__TASK TO COMPLETE__
Arrange every line of the data below as a numbered list, omitting any blank lines.

(Records from a collection)
────────────────

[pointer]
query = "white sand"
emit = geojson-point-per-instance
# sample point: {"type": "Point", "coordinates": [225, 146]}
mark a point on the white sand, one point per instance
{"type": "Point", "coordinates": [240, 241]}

────────────────

__RESPONSE FOR THIS EXERCISE__
1. [pointer]
2. query = "white sand"
3. emit = geojson-point-per-instance
4. # sample point: {"type": "Point", "coordinates": [225, 146]}
5. mark a point on the white sand, one point per instance
6. {"type": "Point", "coordinates": [240, 241]}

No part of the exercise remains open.